BEGIN The records
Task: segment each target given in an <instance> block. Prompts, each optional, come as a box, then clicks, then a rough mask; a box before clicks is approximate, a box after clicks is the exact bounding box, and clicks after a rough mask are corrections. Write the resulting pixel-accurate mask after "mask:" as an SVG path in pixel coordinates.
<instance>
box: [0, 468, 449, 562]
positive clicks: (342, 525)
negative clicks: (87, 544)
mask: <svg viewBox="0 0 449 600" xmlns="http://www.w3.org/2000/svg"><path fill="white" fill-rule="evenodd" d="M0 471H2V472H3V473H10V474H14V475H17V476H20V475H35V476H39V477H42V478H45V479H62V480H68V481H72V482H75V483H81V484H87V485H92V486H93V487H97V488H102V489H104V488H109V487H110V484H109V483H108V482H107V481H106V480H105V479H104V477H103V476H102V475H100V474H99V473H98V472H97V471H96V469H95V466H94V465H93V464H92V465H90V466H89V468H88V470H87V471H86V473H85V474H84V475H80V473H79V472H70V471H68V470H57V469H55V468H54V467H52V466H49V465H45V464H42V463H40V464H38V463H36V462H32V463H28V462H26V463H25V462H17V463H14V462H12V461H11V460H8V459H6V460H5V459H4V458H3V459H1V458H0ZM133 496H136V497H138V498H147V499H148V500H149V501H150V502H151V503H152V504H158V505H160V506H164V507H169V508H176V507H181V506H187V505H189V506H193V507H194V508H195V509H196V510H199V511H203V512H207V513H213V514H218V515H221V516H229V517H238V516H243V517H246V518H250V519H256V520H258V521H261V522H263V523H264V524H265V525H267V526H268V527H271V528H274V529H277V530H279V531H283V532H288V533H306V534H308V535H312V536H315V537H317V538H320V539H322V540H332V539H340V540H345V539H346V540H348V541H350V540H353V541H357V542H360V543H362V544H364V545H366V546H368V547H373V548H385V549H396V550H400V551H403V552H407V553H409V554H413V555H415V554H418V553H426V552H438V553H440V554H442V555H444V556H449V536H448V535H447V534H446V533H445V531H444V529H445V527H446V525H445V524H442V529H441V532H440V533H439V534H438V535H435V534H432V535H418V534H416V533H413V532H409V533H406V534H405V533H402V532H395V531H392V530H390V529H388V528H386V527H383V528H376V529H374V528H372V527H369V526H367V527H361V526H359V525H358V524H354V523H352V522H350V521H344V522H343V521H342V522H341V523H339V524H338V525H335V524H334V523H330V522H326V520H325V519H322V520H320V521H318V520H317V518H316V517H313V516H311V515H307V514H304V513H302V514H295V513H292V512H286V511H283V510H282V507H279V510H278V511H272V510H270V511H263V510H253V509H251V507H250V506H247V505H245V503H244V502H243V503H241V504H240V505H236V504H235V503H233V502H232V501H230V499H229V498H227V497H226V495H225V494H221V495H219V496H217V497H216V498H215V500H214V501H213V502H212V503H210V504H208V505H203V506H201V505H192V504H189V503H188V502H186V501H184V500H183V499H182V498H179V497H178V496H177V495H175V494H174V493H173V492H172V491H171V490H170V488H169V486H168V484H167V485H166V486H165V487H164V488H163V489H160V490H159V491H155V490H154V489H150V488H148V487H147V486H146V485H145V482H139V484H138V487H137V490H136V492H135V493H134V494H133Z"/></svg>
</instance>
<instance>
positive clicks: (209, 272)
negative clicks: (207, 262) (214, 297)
END The records
_Task requirements_: Copy the records above exactly as they appear.

_Completed exercise_:
Task: segment each target given in an <instance> block. Prompts, each optional, come as a box, then clicks, then a rough mask; a box before clicks is approximate, a box after clicks is the exact bounding box, and clicks after a rough mask are corrections. Write the resulting pixel-accurate mask after "mask:" as an SVG path in pixel coordinates.
<instance>
box: [0, 468, 449, 562]
positive clicks: (342, 525)
negative clicks: (87, 544)
mask: <svg viewBox="0 0 449 600" xmlns="http://www.w3.org/2000/svg"><path fill="white" fill-rule="evenodd" d="M0 471H2V472H3V473H10V474H14V475H17V476H20V475H35V476H39V477H42V478H45V479H62V480H68V481H72V482H75V483H81V484H87V485H92V486H93V487H97V488H102V489H104V488H109V487H110V484H109V483H108V482H107V481H106V480H105V479H104V477H103V476H102V475H100V474H99V473H98V472H97V471H96V469H95V466H94V465H93V464H92V465H90V466H89V468H88V470H87V471H86V473H85V474H84V475H80V473H79V472H70V471H68V470H57V469H55V468H54V467H52V466H49V465H45V464H42V463H40V464H38V463H36V462H32V463H28V462H26V463H25V462H17V463H14V462H12V461H11V460H8V459H6V460H5V459H4V458H3V459H1V458H0ZM133 496H136V497H138V498H147V499H148V500H149V501H150V502H151V503H152V504H158V505H160V506H164V507H169V508H176V507H181V506H187V505H189V506H193V507H194V508H195V509H196V510H199V511H203V512H207V513H213V514H218V515H221V516H229V517H238V516H243V517H246V518H250V519H256V520H258V521H261V522H263V523H264V524H265V525H267V526H268V527H271V528H274V529H277V530H279V531H283V532H288V533H306V534H308V535H312V536H315V537H317V538H320V539H322V540H332V539H340V540H345V539H346V540H348V541H350V540H353V541H357V542H360V543H362V544H364V545H366V546H368V547H373V548H385V549H396V550H400V551H403V552H407V553H409V554H413V555H415V554H418V553H426V552H438V553H440V554H442V555H444V556H449V536H448V535H447V534H446V533H445V531H444V529H445V527H446V525H445V524H442V529H441V532H440V533H439V534H438V535H435V534H432V535H418V534H416V533H413V532H409V533H406V534H405V533H402V532H395V531H392V530H390V529H388V528H386V527H383V528H376V529H374V528H372V527H369V526H367V527H361V526H359V525H358V524H354V523H352V522H350V521H344V522H343V521H342V522H341V523H339V524H338V525H335V524H334V523H330V522H326V520H325V519H322V520H320V521H318V520H317V518H316V517H313V516H311V515H307V514H304V513H302V514H295V513H292V512H286V511H283V510H282V507H279V510H278V511H272V510H270V511H263V510H253V509H251V507H250V506H247V505H245V503H244V502H243V503H241V504H240V505H236V504H235V503H233V502H232V501H230V499H229V498H227V497H226V495H225V494H221V495H219V496H217V497H216V498H215V500H214V501H213V502H212V503H210V504H208V505H203V506H201V505H192V504H189V503H188V502H186V501H184V500H183V499H182V498H179V497H178V496H177V495H175V494H174V493H173V492H172V491H171V490H170V488H169V486H168V484H167V485H166V486H165V487H164V488H163V489H160V490H159V491H155V490H154V489H150V488H148V487H147V486H146V485H145V482H139V484H138V487H137V490H136V492H135V493H134V494H133Z"/></svg>
</instance>
<instance>
positive clicks: (209, 272)
negative clicks: (207, 262) (214, 297)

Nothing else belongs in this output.